Set problem 1: According to the article on the World Bank's Philippine growth forecast, how much did the Philippine economy expand in the second quarter?
Set problem 2: Extract word for word the passage of the article on the World Bank's Philippine growth forecast that runs from "THE WORLD BANK expects the Philippines to be" up to and including "like the Philippines.".
Set problem 3: Extend the article on the World Bank's Philippine growth forecast by continuing it after its final sentence.

Supplied text:
The World Bank cut its gross domestic product (GDP) growth forecast for the Philippines for 2023 and 2024. — CATHY ROSE A. GARCIA

THE WORLD BANK expects the Philippines to be the fastest-growing economy in Southeast Asia this year, despite trimming its gross domestic product (GDP) growth projection due to persistent inflation and global headwinds.

In its East Asia and the Pacific Economic Update released on Monday, the World Bank cut its GDP growth forecast for the Philippines to 5.6%, from the 6% projection given in June. The latest forecast is the same as the GDP outlook it gave in April.

Aaditya Mattoo, World Bank Chief Economist for East Asia and the Pacific, said the global economic slowdown is a major concern for countries like the Philippines.

World Bank GDP growth forecasts for select East Asia and Southeast Asia economies

“The Philippines, like other countries in the region, depends on the rest of the world for exports (of) goods and especially services. A lot of Filipinos work abroad and send remittances back. All those factors are tied to the state of the global economy,” Mr. Mattoo said during a briefing on Monday.

World Bank Senior Economist for East Asia and the Pacific Ergys Islamaj said Philippine economic growth this year will moderate from the 7.6% GDP expansion in 2022 due to elevated inflation, tighter financial conditions, and a weak external environment.

“High inflation, tight fiscal and monetary policies, budget execution delays, and subdued global growth dampened the Philippines’ growth momentum,” the World Bank said.

The Philippine economy expanded by 4.3% in the second quarter, its slowest growth in over two years. For the first half, economic growth averaged 5.3%, below the government’s 6-7% target.

Despite the lower growth projection, the World Bank expects the Philippines to post the fastest expansion among Southeast Asian countries this year. At 5.6%, this is also above the 5% GDP growth average for East Asia and the Pacific.

Philippine growth will likely outpace Cambodia (5.5%), Indonesia (5%), Vietnam (4.7%), Malaysia (3.9%), Laos (3.7%), Thailand (3.4%), and Myanmar (3%).

Dataset rows:

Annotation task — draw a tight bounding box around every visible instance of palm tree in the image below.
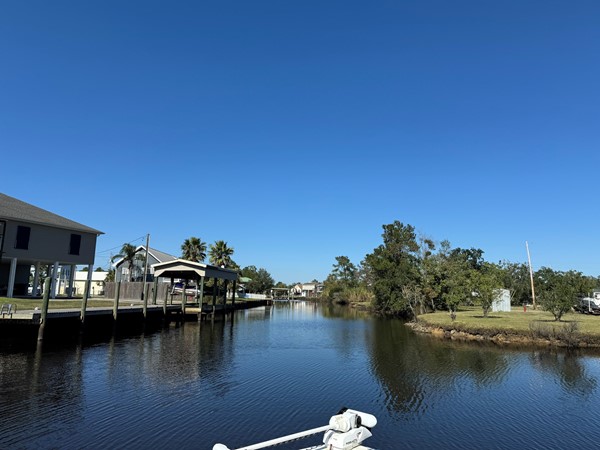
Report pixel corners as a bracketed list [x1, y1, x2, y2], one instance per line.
[110, 244, 143, 281]
[181, 236, 206, 262]
[209, 241, 233, 267]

Task output 1: 4.3%

Task output 2:
THE WORLD BANK expects the Philippines to be the fastest-growing economy in Southeast Asia this year, despite trimming its gross domestic product (GDP) growth projection due to persistent inflation and global headwinds.

In its East Asia and the Pacific Economic Update released on Monday, the World Bank cut its GDP growth forecast for the Philippines to 5.6%, from the 6% projection given in June. The latest forecast is the same as the GDP outlook it gave in April.

Aaditya Mattoo, World Bank Chief Economist for East Asia and the Pacific, said the global economic slowdown is a major concern for countries like the Philippines.

Task output 3:
At the same time, the World Bank trimmed its growth forecast for the Philippines to 5.8% for 2024 from 5.9% previously. This was below the government’s 6.5-8% target for next year.

If realized, the Philippines would be the second-fastest growing economy in Southeast Asia in 2024, behind only Cambodia’s 6.1%.

According to the World Bank, Philippine GDP growth is also projected to average 5.7% from 2023 through 2025.

“The good news for the Philippines, I should say, is that we expect economic activity to be supported by domestic demand, led by private consumption and declining inflation,” Mr. Mattoo said.

Recent economic reforms like the amended Public Service Act (PSA) would help ramp up investments, he added.

The amended PSA, which took effect in April, allows full foreign ownership in more public services such as telecommunications, airlines, and railways.

In its Macro Poverty Outlook analysis, the World Bank projects Philippine inflation to average 5.9% this year, before easing to 3.6% in 2024.

Both forecasts are a tad higher than the  Bangko Sentral ng Pilipinas’ (BSP) 5.8% and 3.5% projections for 2023 and 2024, respectively.

“Inflation will increase marginally in 2023 due to the materialization of risks to food inflation, before returning to within the target range in 2024 amid improvements in food supply and lower global commodity prices,” the World Bank said.

The World Bank also sees inflation further easing to 3% by 2025, below the 3.4% estimate of the BSP.

“In the near term, essential factors for boosting growth include containing price pressures and improving budget utilization,” the World Bank added.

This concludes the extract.